=== QUOTED PASSAGE ===

We as a community of worship, every Sunday,
will cry out news the world needs to hear—
the news we need to hear.
You know,
before live news alerts lit up our phones 20 times a day,
before cable news channels talked at us 24/7,
even before newspapers,
a crier would stand in the middle of the town square,
and cry out the latest news people should know.
This happened across many cultures.
Typically, it was a single crier,
holding a bell, or maybe a drum or trumpet,
to first catch people’s attention.
And once some people gathered to listen,
they would cry the news.

I’d like to suggest that Advent is a season
when we are called to be listeners and criers.
It’s a paying-attention time,
a straining-to-hear time,
and then a time to do the work of angels,
to cry out what we hear.

Yes, do the work of angels.
Somewhere along the line,
angels became a symbol of innocence and beauty—
Like, “Well aren’t you just the little angel?”

That’s not what angels are about.
Angels are criers.
They are news-bearers, messengers.
The word angel literally means messenger.

The most accurate rendition of an angel,
is when they hold a trumpet.
In the biblical narrative,
angels perform an essential task on behalf of heaven.
They connect earth and heaven.
They keep the divine and the human in touch.
They proclaim news of God’s activity on earth.

Jesus said to his disciples, just before he left for heaven,
to go and bear witness to his work and words,
in Jerusalem, Judea, Samaria, and to the ends of the earth—
So I think it’s abundantly clear
that our work, and the work of angels,
are very much parallel to each other.
Even, hard to tell apart.

Hence, our Advent theme, “What shall we cry?”
We will cry HOPE! and cry PEACE! and cry JOY! and cry LOVE!

This is good work we are called to do. Let’s embrace it.
Keep in mind our cries are not just aimed
out into a big dark world beyond us.
No, we also cry hope, peace, joy, and love,
to each other, and to ourselves.
And we cry them stubbornly and persistently,
because we ourselves often have trouble believing them.
_____________________

Take hope, for example.
It is our Christian vocation
to live in hope,
to proclaim hope,
to invite others to hope.
Despair is not our vocation. Hope is.
Always has been.

As bad as things are now in the world,
this is not really the worst of times, historically.

=== SUPPLIED MATERIAL ===

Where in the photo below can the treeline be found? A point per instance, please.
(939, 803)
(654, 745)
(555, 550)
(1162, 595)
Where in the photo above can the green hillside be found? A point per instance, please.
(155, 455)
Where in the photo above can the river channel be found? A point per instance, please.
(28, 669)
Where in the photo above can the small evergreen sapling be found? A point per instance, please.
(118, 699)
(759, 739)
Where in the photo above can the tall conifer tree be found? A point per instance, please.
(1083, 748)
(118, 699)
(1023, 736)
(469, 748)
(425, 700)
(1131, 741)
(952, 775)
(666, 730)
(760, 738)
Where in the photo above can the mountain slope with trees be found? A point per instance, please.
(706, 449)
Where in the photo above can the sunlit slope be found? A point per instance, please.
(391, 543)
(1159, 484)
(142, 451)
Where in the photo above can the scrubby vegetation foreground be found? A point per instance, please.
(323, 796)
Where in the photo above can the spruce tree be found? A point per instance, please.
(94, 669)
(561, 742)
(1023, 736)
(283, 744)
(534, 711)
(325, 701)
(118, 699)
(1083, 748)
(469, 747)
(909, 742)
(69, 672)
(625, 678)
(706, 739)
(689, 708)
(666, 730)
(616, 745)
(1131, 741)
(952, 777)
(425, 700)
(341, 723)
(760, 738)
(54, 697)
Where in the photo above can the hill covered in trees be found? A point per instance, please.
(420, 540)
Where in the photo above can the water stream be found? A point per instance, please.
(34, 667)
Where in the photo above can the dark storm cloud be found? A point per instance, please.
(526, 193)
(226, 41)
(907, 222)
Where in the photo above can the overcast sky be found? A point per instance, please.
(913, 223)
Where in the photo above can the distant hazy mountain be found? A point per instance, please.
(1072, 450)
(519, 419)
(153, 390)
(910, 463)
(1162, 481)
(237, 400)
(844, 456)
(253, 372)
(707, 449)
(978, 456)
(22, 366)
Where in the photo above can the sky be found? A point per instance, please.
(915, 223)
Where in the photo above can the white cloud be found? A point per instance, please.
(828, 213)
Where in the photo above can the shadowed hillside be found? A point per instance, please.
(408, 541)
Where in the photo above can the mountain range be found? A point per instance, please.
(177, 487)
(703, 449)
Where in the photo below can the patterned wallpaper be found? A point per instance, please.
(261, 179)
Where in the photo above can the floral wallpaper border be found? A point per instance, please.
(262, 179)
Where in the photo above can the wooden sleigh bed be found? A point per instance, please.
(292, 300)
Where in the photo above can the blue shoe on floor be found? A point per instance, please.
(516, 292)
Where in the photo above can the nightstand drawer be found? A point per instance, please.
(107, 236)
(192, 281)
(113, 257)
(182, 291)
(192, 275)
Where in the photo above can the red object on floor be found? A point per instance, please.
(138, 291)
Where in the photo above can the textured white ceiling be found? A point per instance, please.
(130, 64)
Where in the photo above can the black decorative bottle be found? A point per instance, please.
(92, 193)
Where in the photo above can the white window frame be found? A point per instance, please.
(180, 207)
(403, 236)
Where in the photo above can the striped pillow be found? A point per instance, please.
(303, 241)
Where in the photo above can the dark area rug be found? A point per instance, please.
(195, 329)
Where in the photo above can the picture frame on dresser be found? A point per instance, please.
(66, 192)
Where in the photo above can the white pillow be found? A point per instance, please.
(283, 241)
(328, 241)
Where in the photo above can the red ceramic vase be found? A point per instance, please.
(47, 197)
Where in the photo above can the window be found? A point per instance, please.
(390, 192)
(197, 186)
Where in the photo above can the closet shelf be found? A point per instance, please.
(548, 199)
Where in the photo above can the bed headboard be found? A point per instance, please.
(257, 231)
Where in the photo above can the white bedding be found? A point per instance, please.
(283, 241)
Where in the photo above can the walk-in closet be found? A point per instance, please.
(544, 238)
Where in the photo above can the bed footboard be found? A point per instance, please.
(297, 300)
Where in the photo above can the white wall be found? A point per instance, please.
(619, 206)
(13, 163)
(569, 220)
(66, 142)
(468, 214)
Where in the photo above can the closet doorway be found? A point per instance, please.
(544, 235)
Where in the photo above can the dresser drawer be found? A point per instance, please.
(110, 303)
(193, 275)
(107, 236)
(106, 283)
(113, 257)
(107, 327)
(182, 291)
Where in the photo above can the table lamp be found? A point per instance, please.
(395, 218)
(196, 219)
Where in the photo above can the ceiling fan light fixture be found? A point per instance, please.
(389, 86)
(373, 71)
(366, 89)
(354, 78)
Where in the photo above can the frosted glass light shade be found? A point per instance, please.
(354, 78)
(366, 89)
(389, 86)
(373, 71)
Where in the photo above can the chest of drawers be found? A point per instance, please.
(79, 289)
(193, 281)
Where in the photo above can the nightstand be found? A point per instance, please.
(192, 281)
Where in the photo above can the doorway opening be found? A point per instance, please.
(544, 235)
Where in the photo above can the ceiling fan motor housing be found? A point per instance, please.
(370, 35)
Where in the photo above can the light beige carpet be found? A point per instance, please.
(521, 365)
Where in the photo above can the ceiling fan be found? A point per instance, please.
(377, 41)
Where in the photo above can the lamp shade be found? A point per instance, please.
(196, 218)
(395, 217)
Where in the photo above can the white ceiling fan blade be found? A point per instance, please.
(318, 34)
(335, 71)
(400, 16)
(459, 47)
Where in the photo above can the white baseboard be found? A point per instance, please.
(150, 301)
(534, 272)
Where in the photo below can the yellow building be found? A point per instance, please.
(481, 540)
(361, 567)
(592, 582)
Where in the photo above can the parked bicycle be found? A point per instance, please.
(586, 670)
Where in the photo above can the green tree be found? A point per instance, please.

===

EXERCISE PROMPT
Transcribe the Advent sermon word for word, starting at "It’s a paying-attention" and ending at "Angels are criers.". These rows have no connection to the Advent sermon.

EXPECTED ANSWER
It’s a paying-attention time,
a straining-to-hear time,
and then a time to do the work of angels,
to cry out what we hear.

Yes, do the work of angels.
Somewhere along the line,
angels became a symbol of innocence and beauty—
Like, “Well aren’t you just the little angel?”

That’s not what angels are about.
Angels are criers.